● **Selected excerpt**:
▬▬▬▬▬▬

The LeBow College of Business (), often referred to simply as Drexel LeBow, is the business school of Drexel University in Philadelphia, Pennsylvania. The school offers undergraduate, graduate, and doctoral programs in business administration to nearly 4,000 students and encompasses an alumni network of more than 40,000 business professionals.

History
The LeBow College of Business traces its origins to the founding of the Drexel Institute in 1891 and the establishment of the Business Department in 1896. Business programs at Drexel underwent a series of transformations throughout the 20th century, which saw the department recast itself as the Drexel Secretarial School in 1914 and the Drexel School of Business Administration in 1922. By 1974, the College of Business and Administration had been formed to house all of Drexel University's business, finance, and economics programs.

▬▬▬▬▬▬

● **Set problem 1**: Gather every line in the records below that contains the word "white", matching case exactly.

Saved data entries
▬▬▬▬▬▬

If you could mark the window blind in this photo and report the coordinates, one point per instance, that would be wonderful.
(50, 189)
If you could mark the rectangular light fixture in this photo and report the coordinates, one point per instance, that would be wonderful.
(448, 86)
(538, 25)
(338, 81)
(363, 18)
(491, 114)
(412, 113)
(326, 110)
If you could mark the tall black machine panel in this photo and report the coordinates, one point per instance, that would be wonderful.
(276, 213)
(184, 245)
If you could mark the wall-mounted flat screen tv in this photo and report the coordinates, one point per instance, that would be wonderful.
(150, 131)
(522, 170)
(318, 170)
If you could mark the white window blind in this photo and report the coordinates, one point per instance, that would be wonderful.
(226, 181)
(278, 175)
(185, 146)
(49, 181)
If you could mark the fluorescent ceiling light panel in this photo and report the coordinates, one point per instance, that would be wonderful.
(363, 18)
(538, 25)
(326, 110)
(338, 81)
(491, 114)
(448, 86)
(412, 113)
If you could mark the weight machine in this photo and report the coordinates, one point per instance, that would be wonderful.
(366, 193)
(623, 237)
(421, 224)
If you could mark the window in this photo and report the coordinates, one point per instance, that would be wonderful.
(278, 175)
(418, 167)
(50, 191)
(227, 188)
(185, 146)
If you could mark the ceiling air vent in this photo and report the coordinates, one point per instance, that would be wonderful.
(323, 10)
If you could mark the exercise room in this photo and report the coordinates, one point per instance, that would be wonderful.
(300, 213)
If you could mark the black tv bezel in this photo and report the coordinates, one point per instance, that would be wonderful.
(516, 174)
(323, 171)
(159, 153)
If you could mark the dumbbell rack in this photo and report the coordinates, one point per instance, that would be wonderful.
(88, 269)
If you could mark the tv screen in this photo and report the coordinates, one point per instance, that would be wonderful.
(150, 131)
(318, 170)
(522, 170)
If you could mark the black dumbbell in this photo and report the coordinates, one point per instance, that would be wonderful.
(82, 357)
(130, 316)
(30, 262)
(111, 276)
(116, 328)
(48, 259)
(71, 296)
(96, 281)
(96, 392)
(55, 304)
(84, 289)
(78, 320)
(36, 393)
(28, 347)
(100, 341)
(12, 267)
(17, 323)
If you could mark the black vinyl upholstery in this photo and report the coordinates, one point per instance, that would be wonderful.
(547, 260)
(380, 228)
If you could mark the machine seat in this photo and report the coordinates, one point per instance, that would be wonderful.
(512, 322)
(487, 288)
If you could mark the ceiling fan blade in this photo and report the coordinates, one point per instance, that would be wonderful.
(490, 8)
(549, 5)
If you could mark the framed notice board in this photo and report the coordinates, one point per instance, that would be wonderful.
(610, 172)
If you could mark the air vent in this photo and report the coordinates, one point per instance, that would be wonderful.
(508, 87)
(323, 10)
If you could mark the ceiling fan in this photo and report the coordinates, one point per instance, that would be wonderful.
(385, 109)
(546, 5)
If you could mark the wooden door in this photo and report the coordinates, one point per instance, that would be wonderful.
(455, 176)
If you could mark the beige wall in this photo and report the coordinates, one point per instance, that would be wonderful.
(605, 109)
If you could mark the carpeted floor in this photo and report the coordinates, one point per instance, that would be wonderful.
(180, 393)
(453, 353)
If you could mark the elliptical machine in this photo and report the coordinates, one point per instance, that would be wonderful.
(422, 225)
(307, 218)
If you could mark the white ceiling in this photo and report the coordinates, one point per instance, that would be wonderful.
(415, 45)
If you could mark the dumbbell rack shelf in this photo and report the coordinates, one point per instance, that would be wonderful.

▬▬▬▬▬▬

● **Set problem 2**: Repeat word for word the stretch of the Drexel LeBow passage above from "The LeBow College of Business (), often" through "and economics programs.".

● **Correct answer 1**:
If you could mark the white window blind in this photo and report the coordinates, one point per instance, that would be wonderful.
If you could mark the white ceiling in this photo and report the coordinates, one point per instance, that would be wonderful.

● **Correct answer 2**:
The LeBow College of Business (), often referred to simply as Drexel LeBow, is the business school of Drexel University in Philadelphia, Pennsylvania. The school offers undergraduate, graduate, and doctoral programs in business administration to nearly 4,000 students and encompasses an alumni network of more than 40,000 business professionals.

History
The LeBow College of Business traces its origins to the founding of the Drexel Institute in 1891 and the establishment of the Business Department in 1896. Business programs at Drexel underwent a series of transformations throughout the 20th century, which saw the department recast itself as the Drexel Secretarial School in 1914 and the Drexel School of Business Administration in 1922. By 1974, the College of Business and Administration had been formed to house all of Drexel University's business, finance, and economics programs.